No man is an island though, so the big news stories inevitably enter my radar. Donald Trump, I hear, has been saying and doing lots of absurd things, stopping Hillary Clinton from saying and doing a whole other set of absurd things. The liberals, centre-lefties and greens, I’m told, are getting very upset about Brexit, putting it all down to racism and xenophobia – which I’m sure some of it is – forgetting the old adage that “small is beautiful” and silly unfashionable ideas such as localism. I’ve heard on the grapevine that everyone’s been getting hot and bothered about a big, very important election, where one group of people you wouldn’t trust to babysit your kids took on a handful of other people you wouldn’t trust to look after your dog.

Sometimes I unwillingly stumble across news items when starting the fire. The Daily Mail, incidentally, makes great tinder. I often find a copy lurking in a recycling bin, and take it out to burn on the basis that its contents have probably already been recycled enough. The edition I tore some sheets from this morning appears to be full of people trying to be famous for 15 minutes and not, as the Pulitzer prize-winning poet Gary Snyder recommended, for 15 miles.

Friends have told me they think it’s irresponsible not to keep up with world affairs – what’s happening with the Syrian refugee crisis, the escalation of words between the US and North Korea (or somewhere else by the time this is published), or any of the countless ecological crises afflicting the world. Unless we do, they say, we cannot respond appropriately. I understand their perspective, and perhaps they are right, but the world is not going to shift for the lack of news these days.

pine marten
 ‘On my way home I saw a pine marten shoot into the woods.’ Photograph: Anne-Marie Kalus/Heritage Lottery/PA

Yesterday evening I watched two ant nations warring to death, while I sat above them drinking a glass of wine as the sun went down. On my way to the post office this morning I called in to a neighbour, to see if he needed anything. It was really an excuse to see how he was, as I know he suffers from mild depression from time to time. He told me he was fine for everything, and we chin-wagged for a while. A bit further on, I bumped into another neighbour whose car had broken down, and as we scratched our chins thinking what to do about it, he told me that an old boy I knew had just died. At the post office I overheard two farmers talking about the impact of Brexit on their livelihoods. They disagreed, but they were both laughing. On my way home I found a dead fox on the road, and noticed a pine marten shoot into the woods, off to terrorise some creature that had no idea that this would be its last day of life.

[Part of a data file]

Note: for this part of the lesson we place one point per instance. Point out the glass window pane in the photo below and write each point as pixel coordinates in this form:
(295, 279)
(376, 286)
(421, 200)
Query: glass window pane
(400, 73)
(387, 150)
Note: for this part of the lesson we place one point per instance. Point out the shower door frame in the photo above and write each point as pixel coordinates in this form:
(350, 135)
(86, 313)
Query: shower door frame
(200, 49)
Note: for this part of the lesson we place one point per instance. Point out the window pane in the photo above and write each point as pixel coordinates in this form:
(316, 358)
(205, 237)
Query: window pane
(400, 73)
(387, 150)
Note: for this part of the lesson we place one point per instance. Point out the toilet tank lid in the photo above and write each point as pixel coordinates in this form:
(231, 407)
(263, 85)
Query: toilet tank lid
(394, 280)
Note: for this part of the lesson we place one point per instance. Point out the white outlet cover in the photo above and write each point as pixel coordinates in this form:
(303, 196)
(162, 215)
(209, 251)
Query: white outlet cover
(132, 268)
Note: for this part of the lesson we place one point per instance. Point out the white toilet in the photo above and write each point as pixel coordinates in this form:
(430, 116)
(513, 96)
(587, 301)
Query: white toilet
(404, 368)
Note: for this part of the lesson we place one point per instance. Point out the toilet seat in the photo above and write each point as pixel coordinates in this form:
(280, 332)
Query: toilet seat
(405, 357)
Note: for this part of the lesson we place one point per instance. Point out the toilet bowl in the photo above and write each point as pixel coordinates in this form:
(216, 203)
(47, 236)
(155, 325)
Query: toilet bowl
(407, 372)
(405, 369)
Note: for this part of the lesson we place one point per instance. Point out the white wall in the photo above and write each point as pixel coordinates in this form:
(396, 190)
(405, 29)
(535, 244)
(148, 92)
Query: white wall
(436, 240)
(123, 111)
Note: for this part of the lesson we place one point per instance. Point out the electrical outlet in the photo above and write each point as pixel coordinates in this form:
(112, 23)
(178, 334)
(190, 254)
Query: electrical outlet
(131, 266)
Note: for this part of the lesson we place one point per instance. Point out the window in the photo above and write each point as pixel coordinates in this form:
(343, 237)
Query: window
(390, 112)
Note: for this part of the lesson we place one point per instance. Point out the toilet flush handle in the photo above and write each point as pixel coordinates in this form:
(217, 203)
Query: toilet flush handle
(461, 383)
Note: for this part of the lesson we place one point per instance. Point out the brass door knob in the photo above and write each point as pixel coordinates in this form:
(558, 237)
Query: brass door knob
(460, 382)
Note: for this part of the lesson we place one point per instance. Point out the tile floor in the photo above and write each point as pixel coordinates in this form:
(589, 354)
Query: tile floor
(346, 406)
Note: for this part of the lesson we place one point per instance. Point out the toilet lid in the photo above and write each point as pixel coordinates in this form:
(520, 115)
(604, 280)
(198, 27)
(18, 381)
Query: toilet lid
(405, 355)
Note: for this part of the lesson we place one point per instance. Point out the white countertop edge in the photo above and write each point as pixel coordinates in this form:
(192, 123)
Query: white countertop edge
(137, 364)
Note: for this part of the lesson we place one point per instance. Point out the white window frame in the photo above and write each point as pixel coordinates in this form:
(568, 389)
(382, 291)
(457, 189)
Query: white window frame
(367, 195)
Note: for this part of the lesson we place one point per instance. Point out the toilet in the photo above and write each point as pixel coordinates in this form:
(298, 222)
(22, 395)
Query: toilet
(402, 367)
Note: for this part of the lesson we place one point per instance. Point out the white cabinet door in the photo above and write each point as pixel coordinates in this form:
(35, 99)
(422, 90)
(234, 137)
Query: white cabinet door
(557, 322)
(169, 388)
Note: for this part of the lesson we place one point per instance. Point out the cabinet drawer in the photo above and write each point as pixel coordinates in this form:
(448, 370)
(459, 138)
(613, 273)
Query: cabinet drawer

TASK DETAILS
Please list the world affairs that the passage about avoiding the news says friends want the narrator to keep up with.

OUTPUT BELOW
- The Syrian refugee crisis
- The escalation of words between the US and North Korea
- The countless ecological crises afflicting the world